Thursday, November 19, 2009

Dilution

It is generally agreed that our current financial mess was precipitated by the sub-prime mortgage fiasco. The system was already burdened by too much debt to absorb those new losses. The commentators have moved on to the American hobby of assigning blame: to President Clinton and the Democrats for forcing the banks to offer high-risk loans to the poor, the bi-partisan officials for deregulation, and to the poor themselves, for accepting 'free' money.

To me, a finance ignoramus, the real questions are:

a) How did a few million bad loans bring down such a huge system?

and

b) How did the system get so much debt?

The answer to a) seems simple. While the government could have paid the $500 billion or so in bad loans, or Wall Street could have given up bonuses for a couple of years, the way that the debt was securitized meant that each bad dollar in investment was multiplied by factors in the hundreds. All on paper, of course.

As for b), I note that Robert Rubin states that 'this could not have been foreseen'. I can only attribute this to a quasi-religious belief in the magic of the market. Several people that I know were worried at the trends over 15 years ago. Nominal house prices were rising faster than inflation and incomes combined, and too many people were using their homes as cash machines by re-mortgaging.

This fiat money was magnified many times by the system through derivatives, until we reach the current state. With a world's annual production of goods and services at about $55 trillion, there is an estimated $1000 trillion in derivatives. That is, we have mortgaged everything on the Earth for the next 18-19 years. That's what I call a sub-prime loan!

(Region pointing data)
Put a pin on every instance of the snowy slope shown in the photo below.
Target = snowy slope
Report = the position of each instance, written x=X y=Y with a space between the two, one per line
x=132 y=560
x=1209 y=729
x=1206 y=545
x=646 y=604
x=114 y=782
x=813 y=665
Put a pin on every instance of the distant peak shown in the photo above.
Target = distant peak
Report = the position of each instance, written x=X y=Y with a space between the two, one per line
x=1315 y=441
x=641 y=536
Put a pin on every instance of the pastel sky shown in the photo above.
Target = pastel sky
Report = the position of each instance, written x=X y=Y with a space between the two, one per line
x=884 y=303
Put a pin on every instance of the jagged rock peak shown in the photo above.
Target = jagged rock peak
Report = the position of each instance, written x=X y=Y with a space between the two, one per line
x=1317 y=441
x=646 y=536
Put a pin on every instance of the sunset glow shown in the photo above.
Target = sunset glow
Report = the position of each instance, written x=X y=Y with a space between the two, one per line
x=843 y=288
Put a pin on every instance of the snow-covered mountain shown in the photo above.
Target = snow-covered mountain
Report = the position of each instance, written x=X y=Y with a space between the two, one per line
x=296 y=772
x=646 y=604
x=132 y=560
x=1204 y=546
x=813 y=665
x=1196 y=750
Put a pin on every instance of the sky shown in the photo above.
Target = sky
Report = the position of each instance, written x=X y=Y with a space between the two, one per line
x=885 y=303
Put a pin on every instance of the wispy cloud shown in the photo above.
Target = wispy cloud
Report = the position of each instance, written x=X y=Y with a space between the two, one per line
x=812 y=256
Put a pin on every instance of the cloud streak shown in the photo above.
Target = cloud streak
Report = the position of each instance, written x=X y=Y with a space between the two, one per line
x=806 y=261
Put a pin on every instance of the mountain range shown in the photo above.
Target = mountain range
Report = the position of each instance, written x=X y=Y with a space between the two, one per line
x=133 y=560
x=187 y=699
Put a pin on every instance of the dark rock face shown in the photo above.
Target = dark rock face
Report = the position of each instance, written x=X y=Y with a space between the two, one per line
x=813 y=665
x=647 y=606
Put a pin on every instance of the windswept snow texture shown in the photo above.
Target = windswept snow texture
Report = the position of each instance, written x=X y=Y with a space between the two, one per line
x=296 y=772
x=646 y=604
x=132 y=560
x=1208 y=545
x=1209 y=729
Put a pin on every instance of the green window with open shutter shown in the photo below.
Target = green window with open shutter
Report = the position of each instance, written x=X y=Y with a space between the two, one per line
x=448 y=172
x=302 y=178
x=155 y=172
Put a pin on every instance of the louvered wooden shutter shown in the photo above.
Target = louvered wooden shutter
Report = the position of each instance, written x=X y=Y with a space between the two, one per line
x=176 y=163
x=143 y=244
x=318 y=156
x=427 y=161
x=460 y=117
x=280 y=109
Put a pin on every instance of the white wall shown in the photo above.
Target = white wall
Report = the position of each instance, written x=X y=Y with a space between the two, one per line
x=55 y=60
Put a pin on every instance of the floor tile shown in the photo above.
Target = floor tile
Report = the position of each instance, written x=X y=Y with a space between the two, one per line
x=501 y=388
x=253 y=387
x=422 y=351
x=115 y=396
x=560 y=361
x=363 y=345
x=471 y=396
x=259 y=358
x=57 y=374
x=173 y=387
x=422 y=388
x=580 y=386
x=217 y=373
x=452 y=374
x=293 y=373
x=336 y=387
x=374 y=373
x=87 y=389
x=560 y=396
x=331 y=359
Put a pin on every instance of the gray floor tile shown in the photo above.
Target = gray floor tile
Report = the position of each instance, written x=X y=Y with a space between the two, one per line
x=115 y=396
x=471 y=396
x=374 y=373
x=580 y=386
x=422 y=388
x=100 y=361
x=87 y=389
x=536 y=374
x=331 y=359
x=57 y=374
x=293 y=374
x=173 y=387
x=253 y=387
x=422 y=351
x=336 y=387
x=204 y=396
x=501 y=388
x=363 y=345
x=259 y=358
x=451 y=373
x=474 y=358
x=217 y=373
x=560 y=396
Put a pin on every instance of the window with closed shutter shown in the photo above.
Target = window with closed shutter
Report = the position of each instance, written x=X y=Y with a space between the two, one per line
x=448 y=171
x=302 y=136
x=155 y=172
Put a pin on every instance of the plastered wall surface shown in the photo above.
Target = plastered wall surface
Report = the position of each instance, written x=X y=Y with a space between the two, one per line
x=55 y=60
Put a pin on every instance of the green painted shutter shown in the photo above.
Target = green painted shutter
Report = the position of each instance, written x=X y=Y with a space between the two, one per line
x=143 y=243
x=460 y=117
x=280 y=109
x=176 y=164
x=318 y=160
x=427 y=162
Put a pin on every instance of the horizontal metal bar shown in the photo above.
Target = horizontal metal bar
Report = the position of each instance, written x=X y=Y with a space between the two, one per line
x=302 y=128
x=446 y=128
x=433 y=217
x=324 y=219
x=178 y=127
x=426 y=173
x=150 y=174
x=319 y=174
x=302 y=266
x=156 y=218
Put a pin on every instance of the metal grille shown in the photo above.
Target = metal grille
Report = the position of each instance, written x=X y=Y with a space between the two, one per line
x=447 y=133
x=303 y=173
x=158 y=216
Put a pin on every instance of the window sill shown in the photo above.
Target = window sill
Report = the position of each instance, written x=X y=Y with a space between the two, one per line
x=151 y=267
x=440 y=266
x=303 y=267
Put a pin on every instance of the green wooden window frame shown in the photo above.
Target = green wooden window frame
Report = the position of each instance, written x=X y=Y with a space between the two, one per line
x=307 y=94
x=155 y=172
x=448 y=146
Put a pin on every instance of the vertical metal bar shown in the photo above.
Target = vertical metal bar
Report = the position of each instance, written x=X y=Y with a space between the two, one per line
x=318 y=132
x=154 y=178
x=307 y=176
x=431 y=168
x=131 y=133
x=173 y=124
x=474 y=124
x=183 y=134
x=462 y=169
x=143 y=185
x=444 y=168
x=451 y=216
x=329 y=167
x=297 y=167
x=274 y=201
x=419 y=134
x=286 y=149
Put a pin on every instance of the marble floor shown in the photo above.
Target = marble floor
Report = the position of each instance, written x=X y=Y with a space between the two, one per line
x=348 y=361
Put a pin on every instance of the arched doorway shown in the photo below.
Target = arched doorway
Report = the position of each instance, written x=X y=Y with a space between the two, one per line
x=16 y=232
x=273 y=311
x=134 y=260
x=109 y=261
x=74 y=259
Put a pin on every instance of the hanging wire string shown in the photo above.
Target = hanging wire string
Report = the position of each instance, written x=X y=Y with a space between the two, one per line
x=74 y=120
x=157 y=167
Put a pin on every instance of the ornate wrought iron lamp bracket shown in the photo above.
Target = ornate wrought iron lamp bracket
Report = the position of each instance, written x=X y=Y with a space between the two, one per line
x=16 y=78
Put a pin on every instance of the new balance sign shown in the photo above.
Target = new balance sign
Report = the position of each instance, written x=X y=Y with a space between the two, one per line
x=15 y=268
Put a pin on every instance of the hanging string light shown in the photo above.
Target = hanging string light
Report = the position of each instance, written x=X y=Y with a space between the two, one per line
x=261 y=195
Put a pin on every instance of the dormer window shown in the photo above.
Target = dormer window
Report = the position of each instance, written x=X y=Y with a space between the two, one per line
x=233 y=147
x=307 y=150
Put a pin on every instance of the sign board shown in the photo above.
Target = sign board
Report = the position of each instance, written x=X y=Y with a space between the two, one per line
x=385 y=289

■ TASK DESCRIPTION
Answer these questions about the Dilution post, one per line:
1. Which fiasco is generally agreed to have precipitated the financial mess?
2. Who is said to have stated that "this could not have been foreseen"?
3. How much in derivatives does the post estimate there is?
Please answer from the Dilution post alone, not from the listing.

■ YOUR RESPONSE
1. The sub-prime mortgage fiasco.
2. Robert Rubin.
3. An estimated $1000 trillion.